- _課題一覧_
**a)** 借金の利子をめぐるコラムに記された掲載情報として、コラム名、発行日、新聞名、号数、筆者の肩書きと名前をすべて書き出してください。
**b)** 借金の利子をめぐるコラムの本文を、最後の文の後から書き継いでください。
++++ 提示された文章 ++++
見出し画像

事業家よ、何故泣くか!

コラム『あまのじゃく』1959/1/4 発行
文化新聞  No. 3128


金融資本の魔力から脱して

 今こそ奮起するの時

    主幹 吉 田 金 八

 いつの時代から借金に利子がつくようになったのか。
 昔、武士が借金をした時の証文に「何月何日までにこの金を払わなかった時には、拙宅の前で大わらいに笑ってください」と書き入れたとあるが、察するに、この頃の貸し借りには、利子の率が条件に入れられる様な事はなかったのであろう。
++++ 保存された行 ++++
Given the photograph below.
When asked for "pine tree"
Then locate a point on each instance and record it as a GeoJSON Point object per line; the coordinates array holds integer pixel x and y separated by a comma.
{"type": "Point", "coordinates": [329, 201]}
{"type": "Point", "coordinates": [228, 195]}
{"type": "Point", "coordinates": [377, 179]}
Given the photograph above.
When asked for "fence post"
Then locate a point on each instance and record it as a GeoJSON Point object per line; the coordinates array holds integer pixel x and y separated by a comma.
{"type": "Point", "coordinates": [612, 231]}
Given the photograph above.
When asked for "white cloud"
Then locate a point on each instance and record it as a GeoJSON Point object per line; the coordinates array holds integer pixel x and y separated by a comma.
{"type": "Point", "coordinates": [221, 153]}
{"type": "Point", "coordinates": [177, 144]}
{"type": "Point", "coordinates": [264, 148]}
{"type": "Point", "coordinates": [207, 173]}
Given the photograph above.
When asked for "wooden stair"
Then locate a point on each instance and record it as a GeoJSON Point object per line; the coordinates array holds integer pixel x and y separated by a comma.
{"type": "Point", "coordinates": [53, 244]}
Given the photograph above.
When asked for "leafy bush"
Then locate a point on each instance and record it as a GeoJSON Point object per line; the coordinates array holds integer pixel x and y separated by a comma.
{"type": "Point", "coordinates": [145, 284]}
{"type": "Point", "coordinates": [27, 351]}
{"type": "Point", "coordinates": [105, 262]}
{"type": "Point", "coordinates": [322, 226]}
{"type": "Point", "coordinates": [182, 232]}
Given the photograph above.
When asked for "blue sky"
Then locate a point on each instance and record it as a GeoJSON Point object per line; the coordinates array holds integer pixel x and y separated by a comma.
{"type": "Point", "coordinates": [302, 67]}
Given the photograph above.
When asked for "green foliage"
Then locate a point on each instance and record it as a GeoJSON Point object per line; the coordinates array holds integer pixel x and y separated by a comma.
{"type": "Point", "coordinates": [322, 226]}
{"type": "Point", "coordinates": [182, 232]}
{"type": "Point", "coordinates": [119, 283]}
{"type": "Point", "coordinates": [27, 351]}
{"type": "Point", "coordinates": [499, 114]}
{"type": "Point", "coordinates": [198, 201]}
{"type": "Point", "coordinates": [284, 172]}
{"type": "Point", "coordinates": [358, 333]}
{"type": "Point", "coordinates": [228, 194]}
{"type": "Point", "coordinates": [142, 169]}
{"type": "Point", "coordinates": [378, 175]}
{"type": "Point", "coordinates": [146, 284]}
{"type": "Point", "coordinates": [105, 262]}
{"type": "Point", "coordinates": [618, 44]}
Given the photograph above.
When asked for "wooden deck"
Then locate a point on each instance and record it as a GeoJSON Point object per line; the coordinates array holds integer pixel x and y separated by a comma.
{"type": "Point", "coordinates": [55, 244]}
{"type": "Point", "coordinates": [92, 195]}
++++
- _解答一覧_
**a)**
コラム名：『あまのじゃく』
発行日：1959/1/4
新聞名：文化新聞
号数：No. 3128
筆者：主幹 吉田金八

**b)**
 シェイクスピアの「ベニスの商人」では借金を払わなかった時に、身体の肉を切って渡すという条件を入れて裁判になった時、この血も涙もない貸主が「この男を殺して肉を貰おう」という申し立てに対して、裁判官が「一滴の血を流すことなく、肉を切り取ったら良いであろう。万が一、血が流れてるようなことがあれば、お前は死罪だ』と胸のすくような判決を下した段があるが、このローマの時代にも、借金というものは商人の首枷であったらしい。
 本朝でも親の借金で孝女が苦界に身を沈める様な事は、芝居などで深刻に書かれている。
 この原稿は新年号用のものだが、記者が机に向かって筆を走らせている今、この時間《28日の夜7時頃》にも日本のおよそ1、2割の人は貸した金の取り立て、借りた金を払う工面に目を血走らせて頭を悩ませ、掛取りや交渉に骨を折っているであろう。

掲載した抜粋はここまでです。